* Task goal: Please give the records again, starting at the line that contains "Point out the red tile" and ending at the line that contains "x=917 y=414". In those lines, replace "one point per instance" with "one point for each instance" and keep everything else unchanged.
>>>
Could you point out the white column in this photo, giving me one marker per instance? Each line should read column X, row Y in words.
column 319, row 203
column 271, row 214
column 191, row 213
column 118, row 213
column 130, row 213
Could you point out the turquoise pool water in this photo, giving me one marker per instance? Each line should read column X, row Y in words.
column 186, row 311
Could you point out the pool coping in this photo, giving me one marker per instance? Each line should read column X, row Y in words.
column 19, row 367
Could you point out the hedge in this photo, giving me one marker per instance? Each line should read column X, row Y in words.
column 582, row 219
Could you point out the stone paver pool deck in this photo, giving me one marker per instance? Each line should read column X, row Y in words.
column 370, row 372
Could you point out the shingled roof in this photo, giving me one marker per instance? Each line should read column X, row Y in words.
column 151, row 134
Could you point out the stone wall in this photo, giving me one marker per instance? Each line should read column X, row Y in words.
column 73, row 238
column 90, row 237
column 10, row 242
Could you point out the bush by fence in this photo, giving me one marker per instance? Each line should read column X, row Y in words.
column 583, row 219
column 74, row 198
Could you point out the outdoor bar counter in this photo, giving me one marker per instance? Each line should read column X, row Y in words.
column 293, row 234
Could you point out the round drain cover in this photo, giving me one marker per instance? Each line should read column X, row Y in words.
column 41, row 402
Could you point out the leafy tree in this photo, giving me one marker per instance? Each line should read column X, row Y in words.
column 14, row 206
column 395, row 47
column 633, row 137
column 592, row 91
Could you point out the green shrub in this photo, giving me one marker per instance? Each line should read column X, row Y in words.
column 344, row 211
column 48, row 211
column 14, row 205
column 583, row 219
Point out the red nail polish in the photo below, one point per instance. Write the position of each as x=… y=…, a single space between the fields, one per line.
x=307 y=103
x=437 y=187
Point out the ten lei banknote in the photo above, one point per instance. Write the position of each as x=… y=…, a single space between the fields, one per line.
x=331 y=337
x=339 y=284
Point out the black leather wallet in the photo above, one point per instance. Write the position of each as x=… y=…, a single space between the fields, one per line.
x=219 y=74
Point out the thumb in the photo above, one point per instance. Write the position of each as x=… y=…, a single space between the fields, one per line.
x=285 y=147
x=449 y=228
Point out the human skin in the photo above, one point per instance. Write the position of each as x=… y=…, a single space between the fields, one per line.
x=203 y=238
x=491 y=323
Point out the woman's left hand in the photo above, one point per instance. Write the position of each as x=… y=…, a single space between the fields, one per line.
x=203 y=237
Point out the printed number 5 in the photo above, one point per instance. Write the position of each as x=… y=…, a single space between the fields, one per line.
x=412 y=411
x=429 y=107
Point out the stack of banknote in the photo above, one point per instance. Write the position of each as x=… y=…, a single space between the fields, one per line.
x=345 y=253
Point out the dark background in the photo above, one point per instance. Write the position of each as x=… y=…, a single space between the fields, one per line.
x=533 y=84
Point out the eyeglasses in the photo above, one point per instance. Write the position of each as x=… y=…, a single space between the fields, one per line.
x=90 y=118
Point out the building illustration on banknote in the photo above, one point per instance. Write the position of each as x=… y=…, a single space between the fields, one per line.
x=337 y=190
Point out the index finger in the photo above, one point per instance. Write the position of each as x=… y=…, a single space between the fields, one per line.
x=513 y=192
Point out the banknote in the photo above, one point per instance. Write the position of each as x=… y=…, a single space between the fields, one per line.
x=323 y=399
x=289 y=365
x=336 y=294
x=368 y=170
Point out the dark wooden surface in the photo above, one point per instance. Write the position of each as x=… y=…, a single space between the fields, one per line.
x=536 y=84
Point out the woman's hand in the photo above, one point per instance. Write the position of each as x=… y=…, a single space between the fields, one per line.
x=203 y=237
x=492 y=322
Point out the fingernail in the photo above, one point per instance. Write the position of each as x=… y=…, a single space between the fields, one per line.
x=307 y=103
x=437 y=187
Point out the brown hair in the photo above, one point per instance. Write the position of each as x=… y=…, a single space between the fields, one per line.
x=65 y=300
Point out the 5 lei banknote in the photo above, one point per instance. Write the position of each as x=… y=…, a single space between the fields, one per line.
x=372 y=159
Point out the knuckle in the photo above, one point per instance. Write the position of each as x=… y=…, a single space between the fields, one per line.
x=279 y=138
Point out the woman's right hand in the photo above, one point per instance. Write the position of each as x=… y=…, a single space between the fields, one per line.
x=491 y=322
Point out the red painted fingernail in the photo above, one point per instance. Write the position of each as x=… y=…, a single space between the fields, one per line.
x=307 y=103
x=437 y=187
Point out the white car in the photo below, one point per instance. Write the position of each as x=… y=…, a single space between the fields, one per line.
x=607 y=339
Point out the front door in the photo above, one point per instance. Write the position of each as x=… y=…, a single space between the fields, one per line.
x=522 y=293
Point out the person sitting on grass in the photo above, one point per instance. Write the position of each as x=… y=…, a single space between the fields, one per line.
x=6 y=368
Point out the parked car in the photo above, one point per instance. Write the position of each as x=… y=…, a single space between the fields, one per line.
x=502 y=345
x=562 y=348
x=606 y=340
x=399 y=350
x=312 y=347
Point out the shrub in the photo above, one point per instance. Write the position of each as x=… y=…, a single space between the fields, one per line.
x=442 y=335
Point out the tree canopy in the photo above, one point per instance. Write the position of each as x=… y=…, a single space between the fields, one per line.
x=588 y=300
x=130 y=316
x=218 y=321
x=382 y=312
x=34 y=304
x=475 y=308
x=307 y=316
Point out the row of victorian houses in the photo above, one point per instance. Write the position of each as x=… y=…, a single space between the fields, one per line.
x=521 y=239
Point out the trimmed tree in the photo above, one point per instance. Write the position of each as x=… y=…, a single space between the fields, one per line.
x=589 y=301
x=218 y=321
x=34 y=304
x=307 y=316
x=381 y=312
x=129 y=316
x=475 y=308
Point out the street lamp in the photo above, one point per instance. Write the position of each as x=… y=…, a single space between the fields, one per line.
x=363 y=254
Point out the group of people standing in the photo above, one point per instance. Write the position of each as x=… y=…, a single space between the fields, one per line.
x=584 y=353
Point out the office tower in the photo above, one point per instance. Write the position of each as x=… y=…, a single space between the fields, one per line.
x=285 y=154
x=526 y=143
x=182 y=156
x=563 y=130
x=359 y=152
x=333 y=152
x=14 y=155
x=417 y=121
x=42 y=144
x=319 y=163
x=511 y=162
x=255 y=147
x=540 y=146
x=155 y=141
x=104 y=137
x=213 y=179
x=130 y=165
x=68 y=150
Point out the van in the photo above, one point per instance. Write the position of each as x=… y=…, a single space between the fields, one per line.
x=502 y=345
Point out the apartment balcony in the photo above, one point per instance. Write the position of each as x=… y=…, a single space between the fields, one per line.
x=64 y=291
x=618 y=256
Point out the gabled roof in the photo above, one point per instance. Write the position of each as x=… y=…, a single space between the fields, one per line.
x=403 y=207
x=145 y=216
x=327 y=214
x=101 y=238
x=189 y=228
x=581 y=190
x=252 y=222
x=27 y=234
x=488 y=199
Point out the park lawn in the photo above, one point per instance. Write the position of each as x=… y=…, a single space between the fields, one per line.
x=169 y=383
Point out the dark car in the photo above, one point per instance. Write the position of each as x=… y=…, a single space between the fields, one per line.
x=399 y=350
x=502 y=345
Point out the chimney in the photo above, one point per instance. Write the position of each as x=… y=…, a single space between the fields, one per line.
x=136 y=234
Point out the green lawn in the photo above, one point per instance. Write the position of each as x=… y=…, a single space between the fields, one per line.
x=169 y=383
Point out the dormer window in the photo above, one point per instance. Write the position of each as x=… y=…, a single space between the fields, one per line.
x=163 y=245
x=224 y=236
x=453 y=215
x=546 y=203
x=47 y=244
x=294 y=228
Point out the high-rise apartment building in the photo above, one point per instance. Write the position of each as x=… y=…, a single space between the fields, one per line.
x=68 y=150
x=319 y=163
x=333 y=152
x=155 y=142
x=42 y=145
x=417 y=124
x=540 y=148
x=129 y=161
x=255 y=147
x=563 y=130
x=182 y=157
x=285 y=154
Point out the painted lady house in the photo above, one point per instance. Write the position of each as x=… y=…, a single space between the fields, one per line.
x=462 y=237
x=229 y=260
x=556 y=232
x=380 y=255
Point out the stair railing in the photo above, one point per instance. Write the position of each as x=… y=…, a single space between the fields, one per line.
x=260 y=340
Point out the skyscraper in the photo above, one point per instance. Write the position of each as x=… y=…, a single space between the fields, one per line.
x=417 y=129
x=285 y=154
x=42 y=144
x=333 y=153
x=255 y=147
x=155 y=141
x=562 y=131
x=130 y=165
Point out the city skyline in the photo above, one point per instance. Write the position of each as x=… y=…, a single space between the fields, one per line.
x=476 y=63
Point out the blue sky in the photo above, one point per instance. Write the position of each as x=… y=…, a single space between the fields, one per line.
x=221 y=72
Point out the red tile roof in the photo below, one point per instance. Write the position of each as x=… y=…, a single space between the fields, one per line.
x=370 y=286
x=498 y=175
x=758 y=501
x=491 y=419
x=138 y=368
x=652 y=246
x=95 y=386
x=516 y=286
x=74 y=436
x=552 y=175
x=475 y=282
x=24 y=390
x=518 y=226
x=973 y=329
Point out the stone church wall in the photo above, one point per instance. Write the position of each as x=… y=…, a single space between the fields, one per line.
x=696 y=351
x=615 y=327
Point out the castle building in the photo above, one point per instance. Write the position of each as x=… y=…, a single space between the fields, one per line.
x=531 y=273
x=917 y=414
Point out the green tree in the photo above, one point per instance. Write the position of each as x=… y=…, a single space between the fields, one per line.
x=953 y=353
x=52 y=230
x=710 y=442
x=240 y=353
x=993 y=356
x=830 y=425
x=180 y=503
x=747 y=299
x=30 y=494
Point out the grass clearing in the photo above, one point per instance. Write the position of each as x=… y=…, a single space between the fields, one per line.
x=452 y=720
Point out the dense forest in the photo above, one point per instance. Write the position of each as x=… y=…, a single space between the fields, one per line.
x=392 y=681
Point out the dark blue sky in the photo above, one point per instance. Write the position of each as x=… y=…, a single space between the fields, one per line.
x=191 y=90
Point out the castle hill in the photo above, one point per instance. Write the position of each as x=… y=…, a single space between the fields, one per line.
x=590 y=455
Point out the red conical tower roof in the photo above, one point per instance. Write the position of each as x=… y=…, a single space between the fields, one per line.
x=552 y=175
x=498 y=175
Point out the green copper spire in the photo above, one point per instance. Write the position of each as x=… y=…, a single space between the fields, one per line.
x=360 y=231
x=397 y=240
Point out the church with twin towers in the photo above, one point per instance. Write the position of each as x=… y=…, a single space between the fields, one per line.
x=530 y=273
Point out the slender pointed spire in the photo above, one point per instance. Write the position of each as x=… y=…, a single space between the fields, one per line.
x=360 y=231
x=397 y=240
<<<
* Answer to the exercise:
Point out the red tile roof in the photo below, one point for each instance. Write the position of each as x=… y=…, a single space between the fields, one per line.
x=370 y=286
x=498 y=175
x=758 y=501
x=491 y=419
x=138 y=368
x=652 y=246
x=95 y=386
x=516 y=286
x=74 y=436
x=552 y=175
x=475 y=282
x=24 y=390
x=518 y=226
x=973 y=329
Point out the stone church wall in the photo above, one point for each instance. Write the position of each as x=… y=…, a single space between the fields, one per line.
x=696 y=351
x=615 y=327
Point out the castle building in the photo above, one point for each instance. Write the position of each as x=… y=…, a single space between the fields, one per line.
x=531 y=273
x=917 y=414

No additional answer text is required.